Required work –
From the line with "Would you point out the northern" to the final line of the records, reproduce every line exactly and only those lines.

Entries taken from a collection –
◆ ◆ ◆ ◆ ◆

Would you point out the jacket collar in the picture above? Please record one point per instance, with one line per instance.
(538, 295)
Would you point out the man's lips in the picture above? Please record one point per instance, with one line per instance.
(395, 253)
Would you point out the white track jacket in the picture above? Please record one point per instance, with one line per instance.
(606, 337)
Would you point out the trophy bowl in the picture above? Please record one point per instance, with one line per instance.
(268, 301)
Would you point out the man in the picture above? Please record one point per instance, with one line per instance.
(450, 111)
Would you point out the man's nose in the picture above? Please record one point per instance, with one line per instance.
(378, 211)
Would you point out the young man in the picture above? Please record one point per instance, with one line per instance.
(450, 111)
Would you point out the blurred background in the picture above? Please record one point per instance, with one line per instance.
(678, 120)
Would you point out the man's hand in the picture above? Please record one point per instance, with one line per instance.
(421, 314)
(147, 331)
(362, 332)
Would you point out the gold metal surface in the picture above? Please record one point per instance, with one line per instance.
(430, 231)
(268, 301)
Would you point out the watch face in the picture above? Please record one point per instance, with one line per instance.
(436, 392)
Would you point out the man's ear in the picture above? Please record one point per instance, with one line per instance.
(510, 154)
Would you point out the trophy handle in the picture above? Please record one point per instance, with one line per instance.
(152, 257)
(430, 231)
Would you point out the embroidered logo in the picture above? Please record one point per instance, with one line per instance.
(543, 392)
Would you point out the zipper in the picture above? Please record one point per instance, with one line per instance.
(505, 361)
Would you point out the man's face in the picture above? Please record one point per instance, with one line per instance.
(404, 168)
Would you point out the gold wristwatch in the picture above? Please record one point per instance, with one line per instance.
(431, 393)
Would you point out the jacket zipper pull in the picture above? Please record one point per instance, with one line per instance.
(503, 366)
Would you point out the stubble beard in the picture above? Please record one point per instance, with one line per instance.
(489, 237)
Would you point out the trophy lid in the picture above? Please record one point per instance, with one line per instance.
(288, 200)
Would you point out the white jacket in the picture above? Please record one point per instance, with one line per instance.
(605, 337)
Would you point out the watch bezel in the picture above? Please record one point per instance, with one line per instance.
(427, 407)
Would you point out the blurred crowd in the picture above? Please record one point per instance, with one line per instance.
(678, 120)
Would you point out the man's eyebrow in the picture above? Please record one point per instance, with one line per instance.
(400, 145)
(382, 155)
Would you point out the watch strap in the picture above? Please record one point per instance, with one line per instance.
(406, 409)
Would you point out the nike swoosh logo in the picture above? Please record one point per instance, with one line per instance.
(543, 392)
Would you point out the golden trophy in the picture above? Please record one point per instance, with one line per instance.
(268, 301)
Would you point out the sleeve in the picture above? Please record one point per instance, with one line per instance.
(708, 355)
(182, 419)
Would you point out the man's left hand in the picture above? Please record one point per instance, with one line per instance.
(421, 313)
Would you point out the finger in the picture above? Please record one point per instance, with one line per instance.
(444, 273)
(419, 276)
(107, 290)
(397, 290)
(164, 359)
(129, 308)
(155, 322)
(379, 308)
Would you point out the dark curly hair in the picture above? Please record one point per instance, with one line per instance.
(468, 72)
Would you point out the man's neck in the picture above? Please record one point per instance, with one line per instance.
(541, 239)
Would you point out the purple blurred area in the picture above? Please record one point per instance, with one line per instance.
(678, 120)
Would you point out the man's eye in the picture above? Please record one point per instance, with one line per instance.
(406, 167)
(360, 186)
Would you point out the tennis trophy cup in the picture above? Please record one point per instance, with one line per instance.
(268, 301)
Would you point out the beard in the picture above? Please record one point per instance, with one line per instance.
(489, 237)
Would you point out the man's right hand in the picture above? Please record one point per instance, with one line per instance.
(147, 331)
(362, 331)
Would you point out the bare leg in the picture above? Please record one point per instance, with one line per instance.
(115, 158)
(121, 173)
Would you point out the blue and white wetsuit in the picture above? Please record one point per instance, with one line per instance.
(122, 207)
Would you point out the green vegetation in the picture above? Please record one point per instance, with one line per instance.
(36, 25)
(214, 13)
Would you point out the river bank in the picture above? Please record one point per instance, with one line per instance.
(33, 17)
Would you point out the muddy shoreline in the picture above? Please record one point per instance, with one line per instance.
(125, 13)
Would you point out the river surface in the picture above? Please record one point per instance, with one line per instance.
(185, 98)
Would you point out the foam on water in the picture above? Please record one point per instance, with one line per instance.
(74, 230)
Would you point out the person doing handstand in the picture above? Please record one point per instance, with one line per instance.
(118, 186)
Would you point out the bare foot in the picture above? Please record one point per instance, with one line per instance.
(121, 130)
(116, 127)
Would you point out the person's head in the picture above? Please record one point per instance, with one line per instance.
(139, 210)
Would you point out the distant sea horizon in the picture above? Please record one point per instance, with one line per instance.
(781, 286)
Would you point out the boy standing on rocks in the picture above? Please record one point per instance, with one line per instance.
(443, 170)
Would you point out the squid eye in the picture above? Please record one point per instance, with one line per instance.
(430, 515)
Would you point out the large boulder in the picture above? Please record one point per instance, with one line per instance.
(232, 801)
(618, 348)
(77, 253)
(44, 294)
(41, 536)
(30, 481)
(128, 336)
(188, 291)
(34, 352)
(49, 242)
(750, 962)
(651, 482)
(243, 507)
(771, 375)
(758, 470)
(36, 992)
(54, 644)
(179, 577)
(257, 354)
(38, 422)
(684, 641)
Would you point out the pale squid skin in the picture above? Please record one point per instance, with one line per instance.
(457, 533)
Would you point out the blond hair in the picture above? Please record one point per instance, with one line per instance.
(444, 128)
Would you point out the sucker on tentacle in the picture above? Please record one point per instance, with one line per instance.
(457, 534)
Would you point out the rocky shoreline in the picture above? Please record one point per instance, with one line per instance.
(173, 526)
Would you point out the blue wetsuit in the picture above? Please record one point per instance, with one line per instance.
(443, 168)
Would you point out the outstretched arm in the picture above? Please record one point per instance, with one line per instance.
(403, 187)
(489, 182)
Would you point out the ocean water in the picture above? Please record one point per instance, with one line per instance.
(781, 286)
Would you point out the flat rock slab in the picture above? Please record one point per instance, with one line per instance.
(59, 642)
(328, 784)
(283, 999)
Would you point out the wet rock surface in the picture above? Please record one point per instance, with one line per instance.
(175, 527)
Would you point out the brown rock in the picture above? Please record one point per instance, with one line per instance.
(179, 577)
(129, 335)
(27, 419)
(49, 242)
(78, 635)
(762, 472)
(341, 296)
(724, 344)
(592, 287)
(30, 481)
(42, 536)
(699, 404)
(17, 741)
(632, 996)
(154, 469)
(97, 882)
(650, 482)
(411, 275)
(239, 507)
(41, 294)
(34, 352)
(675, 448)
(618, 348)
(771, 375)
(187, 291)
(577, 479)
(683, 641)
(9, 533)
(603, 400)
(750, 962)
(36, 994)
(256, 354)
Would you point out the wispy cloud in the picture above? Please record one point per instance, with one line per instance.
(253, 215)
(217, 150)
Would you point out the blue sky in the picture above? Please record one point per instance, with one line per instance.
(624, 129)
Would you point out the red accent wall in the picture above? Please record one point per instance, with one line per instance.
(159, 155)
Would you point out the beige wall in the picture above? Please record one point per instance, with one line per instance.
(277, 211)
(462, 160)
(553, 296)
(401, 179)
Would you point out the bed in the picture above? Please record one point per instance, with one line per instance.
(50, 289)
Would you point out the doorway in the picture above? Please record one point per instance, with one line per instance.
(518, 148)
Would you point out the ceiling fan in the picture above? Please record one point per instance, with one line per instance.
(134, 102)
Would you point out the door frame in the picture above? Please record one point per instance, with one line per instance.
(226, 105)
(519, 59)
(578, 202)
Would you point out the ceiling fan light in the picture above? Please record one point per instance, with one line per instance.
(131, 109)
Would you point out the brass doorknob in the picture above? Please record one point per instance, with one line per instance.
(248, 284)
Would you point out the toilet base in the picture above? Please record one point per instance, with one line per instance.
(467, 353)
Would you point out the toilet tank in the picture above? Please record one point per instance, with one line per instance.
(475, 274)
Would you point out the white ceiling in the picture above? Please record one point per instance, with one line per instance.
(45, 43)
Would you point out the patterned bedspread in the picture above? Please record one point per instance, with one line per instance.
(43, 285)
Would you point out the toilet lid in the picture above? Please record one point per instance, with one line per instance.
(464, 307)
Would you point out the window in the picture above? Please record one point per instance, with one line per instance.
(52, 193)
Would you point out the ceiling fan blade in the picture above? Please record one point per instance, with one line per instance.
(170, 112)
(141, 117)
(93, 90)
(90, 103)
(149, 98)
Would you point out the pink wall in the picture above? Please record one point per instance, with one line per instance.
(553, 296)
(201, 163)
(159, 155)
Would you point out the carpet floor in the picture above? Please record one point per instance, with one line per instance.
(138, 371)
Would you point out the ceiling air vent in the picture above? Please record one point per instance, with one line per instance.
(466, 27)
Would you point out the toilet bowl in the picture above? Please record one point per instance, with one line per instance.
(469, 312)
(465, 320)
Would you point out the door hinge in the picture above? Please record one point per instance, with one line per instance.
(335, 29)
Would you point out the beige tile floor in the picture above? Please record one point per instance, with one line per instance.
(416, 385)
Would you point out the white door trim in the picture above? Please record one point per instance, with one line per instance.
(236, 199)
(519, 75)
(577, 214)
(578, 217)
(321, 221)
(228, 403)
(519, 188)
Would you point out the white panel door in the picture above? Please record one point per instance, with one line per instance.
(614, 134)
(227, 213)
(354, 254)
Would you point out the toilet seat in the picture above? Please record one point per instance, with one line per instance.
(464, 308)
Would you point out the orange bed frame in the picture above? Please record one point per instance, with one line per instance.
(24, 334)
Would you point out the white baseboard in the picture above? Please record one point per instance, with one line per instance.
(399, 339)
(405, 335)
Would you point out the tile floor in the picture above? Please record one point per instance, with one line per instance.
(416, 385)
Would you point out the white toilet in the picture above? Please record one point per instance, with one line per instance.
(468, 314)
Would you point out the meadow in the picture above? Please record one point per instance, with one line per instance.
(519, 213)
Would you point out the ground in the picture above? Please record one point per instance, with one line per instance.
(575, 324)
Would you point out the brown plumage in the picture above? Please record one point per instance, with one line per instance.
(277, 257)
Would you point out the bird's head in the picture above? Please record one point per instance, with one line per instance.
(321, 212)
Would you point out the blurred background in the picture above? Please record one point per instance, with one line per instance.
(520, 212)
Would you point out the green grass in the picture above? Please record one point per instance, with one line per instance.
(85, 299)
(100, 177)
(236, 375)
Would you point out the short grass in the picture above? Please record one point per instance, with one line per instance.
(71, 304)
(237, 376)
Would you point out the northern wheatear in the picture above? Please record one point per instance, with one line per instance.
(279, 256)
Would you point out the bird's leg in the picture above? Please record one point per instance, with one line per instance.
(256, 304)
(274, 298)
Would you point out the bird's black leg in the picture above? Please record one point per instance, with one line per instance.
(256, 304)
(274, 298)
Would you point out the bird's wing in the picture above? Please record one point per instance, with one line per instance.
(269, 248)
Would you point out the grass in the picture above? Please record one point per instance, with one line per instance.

◆ ◆ ◆ ◆ ◆

Exercise response –
Would you point out the northern wheatear in the picture above? Please record one point per instance, with one line per instance.
(279, 256)
Would you point out the bird's leg in the picture above? Please record one point per instance, with one line per instance.
(256, 304)
(274, 298)
Would you point out the bird's black leg in the picture above? Please record one point per instance, with one line per instance.
(256, 304)
(274, 298)
Would you point out the bird's wing in the picture above? Please record one point per instance, with one line per instance.
(269, 248)
Would you point out the grass in the picture above? Please record one point per instance, with one line per instance.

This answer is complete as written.